◆ **Exercise aim**
Nothing in the records may be altered; repeat them exactly.

(Provided records Opens)

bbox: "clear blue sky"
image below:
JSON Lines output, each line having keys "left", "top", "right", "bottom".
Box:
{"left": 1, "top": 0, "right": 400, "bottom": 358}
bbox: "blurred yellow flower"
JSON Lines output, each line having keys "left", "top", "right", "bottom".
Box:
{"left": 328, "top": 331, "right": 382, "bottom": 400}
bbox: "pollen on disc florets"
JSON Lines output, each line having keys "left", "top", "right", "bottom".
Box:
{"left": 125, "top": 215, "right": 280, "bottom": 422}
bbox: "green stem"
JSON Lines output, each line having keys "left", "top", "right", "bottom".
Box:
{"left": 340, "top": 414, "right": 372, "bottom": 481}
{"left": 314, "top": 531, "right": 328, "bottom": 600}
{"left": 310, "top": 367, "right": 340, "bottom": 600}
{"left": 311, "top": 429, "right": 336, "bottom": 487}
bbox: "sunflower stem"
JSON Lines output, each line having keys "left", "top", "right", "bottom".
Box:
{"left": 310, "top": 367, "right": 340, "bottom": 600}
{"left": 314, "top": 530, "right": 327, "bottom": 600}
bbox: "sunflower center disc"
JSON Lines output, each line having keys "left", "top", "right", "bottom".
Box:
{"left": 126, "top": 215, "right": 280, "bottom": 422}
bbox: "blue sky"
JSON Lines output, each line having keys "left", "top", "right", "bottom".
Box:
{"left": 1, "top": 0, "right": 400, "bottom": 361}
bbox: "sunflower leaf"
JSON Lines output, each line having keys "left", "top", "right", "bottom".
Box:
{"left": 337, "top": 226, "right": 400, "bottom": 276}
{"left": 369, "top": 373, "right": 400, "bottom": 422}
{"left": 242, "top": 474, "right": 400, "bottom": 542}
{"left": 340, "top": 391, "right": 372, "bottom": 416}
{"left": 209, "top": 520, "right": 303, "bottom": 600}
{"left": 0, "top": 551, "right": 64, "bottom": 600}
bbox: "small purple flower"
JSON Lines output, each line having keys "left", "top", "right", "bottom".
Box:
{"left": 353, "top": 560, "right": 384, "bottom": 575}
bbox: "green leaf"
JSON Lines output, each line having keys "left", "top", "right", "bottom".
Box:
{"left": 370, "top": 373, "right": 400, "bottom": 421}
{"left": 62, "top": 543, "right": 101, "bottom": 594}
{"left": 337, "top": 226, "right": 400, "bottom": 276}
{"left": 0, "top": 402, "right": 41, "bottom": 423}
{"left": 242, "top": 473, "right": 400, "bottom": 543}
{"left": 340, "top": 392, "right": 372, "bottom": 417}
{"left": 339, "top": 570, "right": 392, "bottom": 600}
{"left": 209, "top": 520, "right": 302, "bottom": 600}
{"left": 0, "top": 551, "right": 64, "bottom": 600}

(Provided records Closes)

◆ **Written response**
bbox: "clear blue sky"
image below:
JSON Lines output, each line having keys "left", "top", "right", "bottom".
Box:
{"left": 1, "top": 0, "right": 400, "bottom": 358}
bbox: "blurred yellow flower"
JSON Lines output, each line having keys "left", "top", "right", "bottom".
Box:
{"left": 328, "top": 331, "right": 382, "bottom": 400}
bbox: "pollen on disc florets"
JSON Lines output, each line having keys "left", "top", "right", "bottom".
Box:
{"left": 125, "top": 215, "right": 280, "bottom": 422}
bbox: "green stem"
JSON Lines output, each line having keys "left", "top", "right", "bottom".
Box:
{"left": 340, "top": 414, "right": 372, "bottom": 481}
{"left": 314, "top": 531, "right": 328, "bottom": 600}
{"left": 310, "top": 367, "right": 340, "bottom": 600}
{"left": 311, "top": 429, "right": 336, "bottom": 487}
bbox: "sunflower stem"
JSON Lines output, each line having keys "left", "top", "right", "bottom".
Box:
{"left": 310, "top": 367, "right": 340, "bottom": 600}
{"left": 314, "top": 530, "right": 327, "bottom": 600}
bbox: "sunflower center disc"
JSON Lines output, each line having keys "left", "top", "right", "bottom".
Box:
{"left": 126, "top": 215, "right": 280, "bottom": 422}
bbox: "blue sky"
JSON Lines output, each line having keys "left", "top", "right", "bottom".
Box:
{"left": 1, "top": 0, "right": 400, "bottom": 361}
bbox: "sunflower leaf"
JSON Lines output, each line having keys "left", "top", "right", "bottom".
Box:
{"left": 337, "top": 226, "right": 400, "bottom": 276}
{"left": 369, "top": 373, "right": 400, "bottom": 422}
{"left": 242, "top": 474, "right": 400, "bottom": 542}
{"left": 340, "top": 391, "right": 372, "bottom": 416}
{"left": 209, "top": 520, "right": 303, "bottom": 600}
{"left": 0, "top": 551, "right": 64, "bottom": 600}
bbox: "small purple flower"
JSON Lines output, each line having keys "left", "top", "right", "bottom".
Box:
{"left": 353, "top": 560, "right": 384, "bottom": 575}
bbox: "green leaf"
JSON Lines output, each line having keys "left", "top", "right", "bottom".
Box:
{"left": 370, "top": 373, "right": 400, "bottom": 421}
{"left": 62, "top": 543, "right": 101, "bottom": 594}
{"left": 337, "top": 226, "right": 400, "bottom": 276}
{"left": 0, "top": 402, "right": 41, "bottom": 423}
{"left": 242, "top": 473, "right": 400, "bottom": 543}
{"left": 340, "top": 392, "right": 372, "bottom": 417}
{"left": 339, "top": 570, "right": 392, "bottom": 600}
{"left": 209, "top": 520, "right": 302, "bottom": 600}
{"left": 0, "top": 551, "right": 64, "bottom": 600}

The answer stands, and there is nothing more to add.